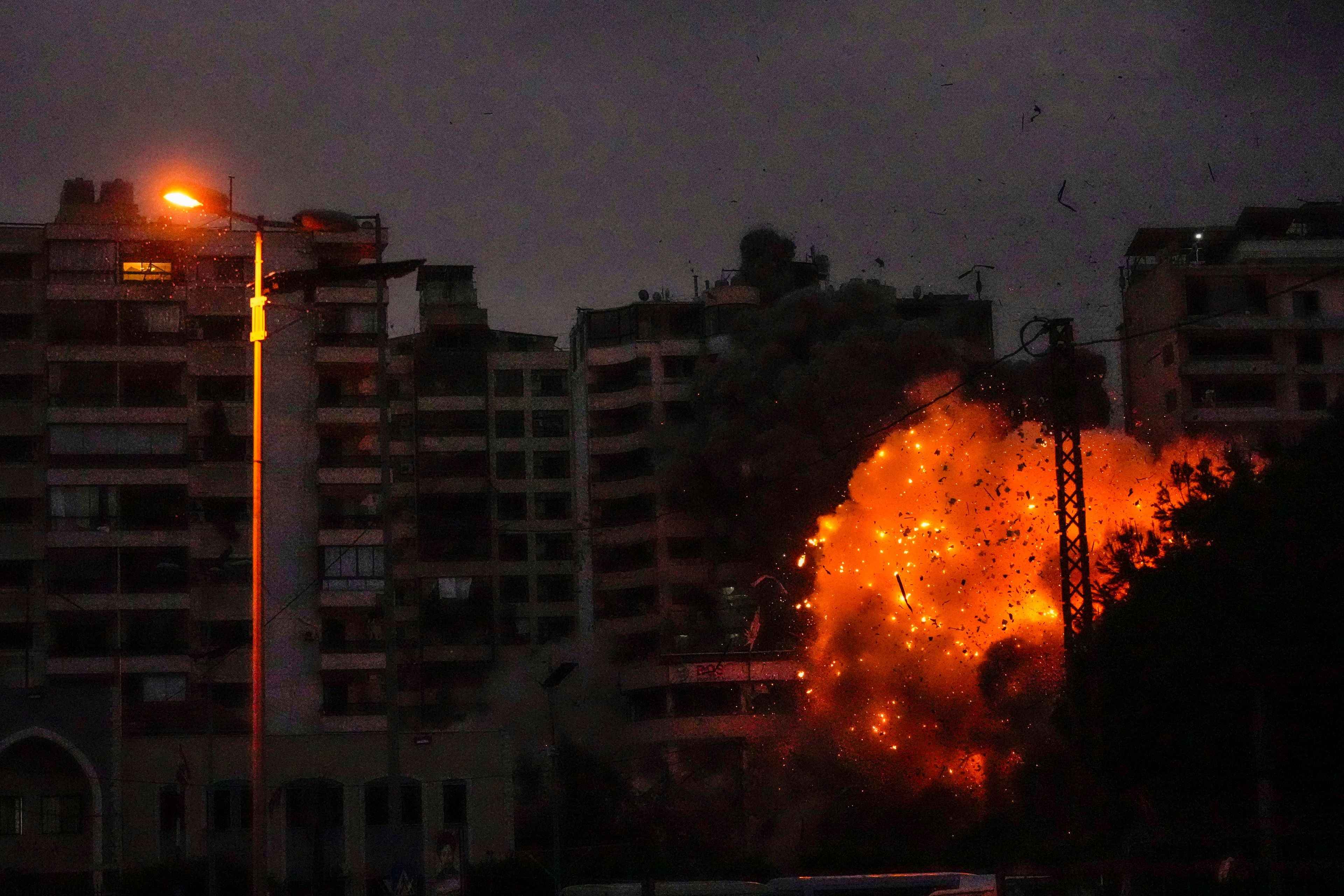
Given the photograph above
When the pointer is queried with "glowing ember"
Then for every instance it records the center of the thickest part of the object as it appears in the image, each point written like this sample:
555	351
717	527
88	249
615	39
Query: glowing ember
948	546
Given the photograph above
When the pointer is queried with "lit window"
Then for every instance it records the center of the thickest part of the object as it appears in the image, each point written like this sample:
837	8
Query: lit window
146	271
11	816
164	688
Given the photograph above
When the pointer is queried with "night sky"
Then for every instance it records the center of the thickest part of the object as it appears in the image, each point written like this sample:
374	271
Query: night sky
577	152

--- --- ---

WHAT YOU HAVE TO DO:
If a record holds a picture, drop the picture and reproduce everything else exactly.

RESPONSE AREA:
Given the photograph above
When the pointer is queried with "glowing ember"
Then for every instance it records the center of the thickest part of the object as it appears in the image, each point written like this sample:
555	351
717	527
88	249
615	39
Query: glowing ember
948	546
Given the photograph above
When the pointer is queried with "lit window"
Then for every instance it records the center of the thickest part of the object as it appears in the image, each point written like this sample:
837	8
Query: lit window
146	271
11	816
164	688
Given the photograph above
When the pointer is queried with "night sky"
Then for every instance it records the center of the thickest part of the object as it appears in the image, each point written like this sample:
374	271
Query: night sky
577	152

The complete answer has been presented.